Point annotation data
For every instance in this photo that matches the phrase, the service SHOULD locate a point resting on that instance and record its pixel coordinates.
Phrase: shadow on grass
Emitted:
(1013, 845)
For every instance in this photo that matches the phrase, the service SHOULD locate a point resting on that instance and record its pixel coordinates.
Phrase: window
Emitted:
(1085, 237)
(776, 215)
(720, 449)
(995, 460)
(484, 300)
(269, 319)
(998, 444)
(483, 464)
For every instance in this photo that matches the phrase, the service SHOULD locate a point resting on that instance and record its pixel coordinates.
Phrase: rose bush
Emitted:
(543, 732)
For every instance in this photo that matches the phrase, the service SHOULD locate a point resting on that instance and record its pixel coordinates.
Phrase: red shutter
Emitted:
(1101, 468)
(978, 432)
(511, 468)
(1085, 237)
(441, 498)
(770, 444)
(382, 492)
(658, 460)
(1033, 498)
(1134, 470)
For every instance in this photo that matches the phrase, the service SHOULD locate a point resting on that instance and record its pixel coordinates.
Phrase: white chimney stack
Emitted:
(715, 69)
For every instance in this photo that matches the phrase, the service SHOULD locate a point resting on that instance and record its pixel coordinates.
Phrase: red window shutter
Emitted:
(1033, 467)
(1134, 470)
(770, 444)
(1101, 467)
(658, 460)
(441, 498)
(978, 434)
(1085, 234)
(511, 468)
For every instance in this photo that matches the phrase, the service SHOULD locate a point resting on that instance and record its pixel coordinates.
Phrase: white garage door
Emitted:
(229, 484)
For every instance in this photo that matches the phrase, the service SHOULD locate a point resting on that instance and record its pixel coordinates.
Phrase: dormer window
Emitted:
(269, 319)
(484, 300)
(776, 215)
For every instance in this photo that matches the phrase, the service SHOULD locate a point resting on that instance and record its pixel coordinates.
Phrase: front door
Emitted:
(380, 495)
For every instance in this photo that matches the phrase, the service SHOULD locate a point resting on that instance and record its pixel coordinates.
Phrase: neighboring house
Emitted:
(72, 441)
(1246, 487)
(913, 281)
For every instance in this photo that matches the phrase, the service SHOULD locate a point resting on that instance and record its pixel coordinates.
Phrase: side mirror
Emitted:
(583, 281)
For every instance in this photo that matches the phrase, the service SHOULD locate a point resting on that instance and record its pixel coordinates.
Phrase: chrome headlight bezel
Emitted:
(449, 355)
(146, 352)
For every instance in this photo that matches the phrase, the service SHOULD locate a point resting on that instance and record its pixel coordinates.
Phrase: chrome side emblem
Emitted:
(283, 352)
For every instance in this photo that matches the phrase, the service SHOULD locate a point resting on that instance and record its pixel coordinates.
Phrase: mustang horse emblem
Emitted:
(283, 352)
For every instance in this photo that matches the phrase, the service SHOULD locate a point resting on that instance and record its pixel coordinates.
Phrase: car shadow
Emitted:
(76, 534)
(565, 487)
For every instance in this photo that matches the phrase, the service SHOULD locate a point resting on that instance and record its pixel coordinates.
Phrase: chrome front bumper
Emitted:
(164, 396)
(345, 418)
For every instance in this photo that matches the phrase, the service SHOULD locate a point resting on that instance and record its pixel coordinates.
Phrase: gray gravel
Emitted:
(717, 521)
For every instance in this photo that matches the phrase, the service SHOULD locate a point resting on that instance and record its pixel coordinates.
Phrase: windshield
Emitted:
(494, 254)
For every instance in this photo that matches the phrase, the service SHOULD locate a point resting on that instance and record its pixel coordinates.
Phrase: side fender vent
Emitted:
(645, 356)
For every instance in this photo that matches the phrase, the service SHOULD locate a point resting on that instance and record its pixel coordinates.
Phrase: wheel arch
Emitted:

Task statement = List every line in the listing above that contains the word "door".

Answer =
Phrase: white garage door
Phrase: front door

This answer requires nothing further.